### [EXTRACTED ENTRIES]
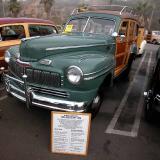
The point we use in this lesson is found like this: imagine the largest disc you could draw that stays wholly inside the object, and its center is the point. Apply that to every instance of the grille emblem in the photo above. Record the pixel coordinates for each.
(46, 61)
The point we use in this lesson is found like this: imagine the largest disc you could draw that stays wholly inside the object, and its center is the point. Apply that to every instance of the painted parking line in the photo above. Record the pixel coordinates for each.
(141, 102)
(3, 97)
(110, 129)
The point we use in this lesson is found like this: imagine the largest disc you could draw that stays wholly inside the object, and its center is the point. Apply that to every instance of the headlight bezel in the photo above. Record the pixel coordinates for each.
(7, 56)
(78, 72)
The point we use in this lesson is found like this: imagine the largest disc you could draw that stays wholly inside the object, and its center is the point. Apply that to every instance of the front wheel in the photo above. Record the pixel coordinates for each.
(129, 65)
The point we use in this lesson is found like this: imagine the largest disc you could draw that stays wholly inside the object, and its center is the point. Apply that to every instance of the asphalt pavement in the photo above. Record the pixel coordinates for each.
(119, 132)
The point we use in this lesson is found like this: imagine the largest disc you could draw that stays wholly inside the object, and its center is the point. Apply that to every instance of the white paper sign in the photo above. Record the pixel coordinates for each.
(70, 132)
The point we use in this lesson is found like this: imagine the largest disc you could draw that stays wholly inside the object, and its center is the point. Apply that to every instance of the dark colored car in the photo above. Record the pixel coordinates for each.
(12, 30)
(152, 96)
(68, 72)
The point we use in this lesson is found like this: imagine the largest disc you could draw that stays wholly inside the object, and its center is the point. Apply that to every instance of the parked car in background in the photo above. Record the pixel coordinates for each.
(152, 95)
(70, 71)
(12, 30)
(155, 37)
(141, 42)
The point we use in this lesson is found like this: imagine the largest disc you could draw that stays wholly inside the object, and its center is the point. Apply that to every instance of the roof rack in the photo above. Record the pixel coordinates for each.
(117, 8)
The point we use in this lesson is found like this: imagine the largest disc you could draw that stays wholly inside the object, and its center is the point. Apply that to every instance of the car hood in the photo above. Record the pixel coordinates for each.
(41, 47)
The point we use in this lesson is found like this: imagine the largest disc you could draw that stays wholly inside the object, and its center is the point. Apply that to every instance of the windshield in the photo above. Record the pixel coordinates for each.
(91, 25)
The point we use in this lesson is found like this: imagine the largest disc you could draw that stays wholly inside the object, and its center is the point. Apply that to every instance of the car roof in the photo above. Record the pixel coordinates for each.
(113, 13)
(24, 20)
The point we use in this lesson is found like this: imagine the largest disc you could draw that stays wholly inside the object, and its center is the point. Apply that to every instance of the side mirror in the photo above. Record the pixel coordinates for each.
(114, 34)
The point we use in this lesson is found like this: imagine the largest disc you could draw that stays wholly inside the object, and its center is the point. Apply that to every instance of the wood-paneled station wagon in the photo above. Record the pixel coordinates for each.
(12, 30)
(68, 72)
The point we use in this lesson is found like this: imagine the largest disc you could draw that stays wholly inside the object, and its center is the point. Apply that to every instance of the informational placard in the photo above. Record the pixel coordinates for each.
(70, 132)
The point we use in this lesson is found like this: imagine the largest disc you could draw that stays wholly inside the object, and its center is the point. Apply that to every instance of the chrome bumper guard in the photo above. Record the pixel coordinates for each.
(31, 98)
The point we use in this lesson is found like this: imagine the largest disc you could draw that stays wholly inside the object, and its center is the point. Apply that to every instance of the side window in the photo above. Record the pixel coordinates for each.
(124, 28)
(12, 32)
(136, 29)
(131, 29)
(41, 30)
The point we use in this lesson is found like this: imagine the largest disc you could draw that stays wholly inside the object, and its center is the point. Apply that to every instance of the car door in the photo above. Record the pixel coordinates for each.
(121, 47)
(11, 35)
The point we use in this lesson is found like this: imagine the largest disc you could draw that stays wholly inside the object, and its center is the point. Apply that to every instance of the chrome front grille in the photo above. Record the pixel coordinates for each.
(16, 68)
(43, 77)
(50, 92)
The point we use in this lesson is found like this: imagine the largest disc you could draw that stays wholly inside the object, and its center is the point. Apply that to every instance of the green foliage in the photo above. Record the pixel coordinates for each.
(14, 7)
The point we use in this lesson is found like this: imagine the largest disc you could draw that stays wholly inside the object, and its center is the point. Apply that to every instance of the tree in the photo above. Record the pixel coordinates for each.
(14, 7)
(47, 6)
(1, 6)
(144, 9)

### [YOUR GOAL]
Copy out all the data without changing anything, and drop the pictures.

### [RESULT BELOW]
The point we use in this lesson is found like this: imagine the largest disc you could draw that stays wholly inside the object, and its center is the point. Apply that to every instance of the grille emblem in the photo above. Record the pixel coordinates for each.
(46, 61)
The point we use in this lesson is found like this: imagine the largest disc you could draw that stays wholly inside the object, and its center is the point. Apply that to every instance of the painted parking line in the photo above. Record the pixel coordinates for each.
(141, 102)
(3, 97)
(110, 129)
The point we use in this lesson is found like this: imagine the largest disc you could draw that stays wholly inside the object, and its center is the point. Apply that to every instance of the headlight bezel in the photo above. Record the pixel coordinates for each.
(7, 56)
(78, 72)
The point we use in this lesson is found like this: imagine the largest disc you could draw that stays wholly inside the object, and its center is the point. Apply that to every instance of the front wheel in the photo above. Record the pixel coordinates for each.
(129, 65)
The point we use in this lesson is found like this: imagine the largest disc you could draw that stays wholly inside the object, and its center is the point. Apply that to every instance of the asphalt pavement in the photo above. Record the pixel coordinates for each.
(119, 132)
The point we use in this lesson is found like this: imagine the largest disc you could draw that stays wholly inside the object, and its center is the point. Apply that to every instance of the white paper sign in the photo above. Record the pixel coordinates for each.
(70, 132)
The point we use in this lesson is found like this: imagine the largest disc you could draw that stays wholly inside the object, and its center is the point. Apply that to every instance of the dark colored car in the photo above. Record the pixel coordinates for each.
(12, 30)
(152, 96)
(68, 72)
The point we use in this lesson is found like this: imagine the largest disc you could draw that stays wholly inside the object, and its center is the point. Apply that to every instance of the parked car in background in the photo above. Record the pixel coordinates for each.
(152, 95)
(70, 71)
(12, 30)
(155, 37)
(141, 42)
The point we use in this lesson is found like this: imagine the largest disc you could draw that stays wholly inside the object, and its center is the point. Apply that to every instance of the roof rack in the photo above. Record the pixel coordinates for each.
(117, 8)
The point we use in this lesson is found like this: imagine the largest disc you could draw that stays wholly inside the object, and its center is the point. Apply that to every instance of the car hood in the photo above. Record the pixel coordinates for each.
(41, 47)
The point we use in this lesson is found like this: imagine the largest disc you could draw that stays wholly inside the object, and its center is the point. Apply that to every instance of the windshield in the photo above. Record the pixel coordinates for each.
(91, 25)
The point we use in this lesson is found like this: imagine the largest disc you could draw that stays wholly inside the object, and its center is the point. Apply that to every instance of the car roof in the photo above. Record the pixel coordinates for each.
(113, 13)
(24, 20)
The point we use in this lesson is found like this: imagine the largest disc you could draw that stays wholly inside the object, and its center is the point. Apply that to every instance of the side mirror in the photo above. Record the pixel coordinates for each.
(114, 34)
The point we use in this lesson is found like this: imagine the largest disc you could draw that stays wholly inside the object, and its center is the point. Apply that to every instance of the wood-paneled station wagon in the photo above. Record the pixel coordinates for each.
(12, 30)
(68, 72)
The point we use in this lesson is found like this: imagine the largest disc you could draw that stays wholly inside the object, and its center is the point. Apply that to every instance of the informational placard in the photo above. Record the pixel coordinates for each.
(70, 132)
The point we use in this lesson is found like this: imagine the largest disc you could draw that stays wholly inside the object, and its center is the point. Apply that to every instance of the chrome bumper guard in the photo above. Record the pixel coordinates for each.
(31, 98)
The point we use in this lesson is found like this: imagine the largest disc you could draw that stays wholly inside the object, and its center is the point. Apply that to every instance of the side window in the photo above. Record the pixel coordinates for each.
(124, 28)
(12, 32)
(136, 29)
(131, 29)
(41, 30)
The point we use in this lesson is found like this: imagine the largest disc you could draw that stays wholly inside the object, and its center is the point. Apply that to every instance of the car door in the photo above. Record the pixel coordinates for each.
(121, 47)
(11, 35)
The point we use in this lesson is found like this: imagine the largest disc you could draw that stays wholly inside the object, and its center is the point. Apply that to every instance of the chrome front grille in the photo above. Record the pixel coordinates for each.
(16, 68)
(43, 77)
(50, 92)
The point we use in this lesson is found like this: imagine the largest disc you could draw that stays wholly inside the object, and its center is the point. Apply that to every instance of the green foliage in the photo above. Record the pixel coordinates for each.
(14, 7)
The point we use in this lesson is found like this: imagine the largest disc you could draw that stays wholly inside the object, and its center is the point. Apply that to every instance of the tree in the photo above. Record the pixel coordinates for each.
(14, 7)
(47, 6)
(1, 6)
(144, 9)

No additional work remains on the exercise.